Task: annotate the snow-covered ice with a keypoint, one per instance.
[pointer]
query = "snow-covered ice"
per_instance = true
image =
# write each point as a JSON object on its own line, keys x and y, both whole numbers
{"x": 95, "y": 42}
----------------
— The problem —
Reproduce every line of the material above without changing anything.

— Completed task —
Task: annotate the snow-covered ice with a keypoint, one per instance.
[pointer]
query = "snow-covered ice"
per_instance = true
image =
# write each point as a JSON object on its own line, keys x and y, both whole numbers
{"x": 95, "y": 42}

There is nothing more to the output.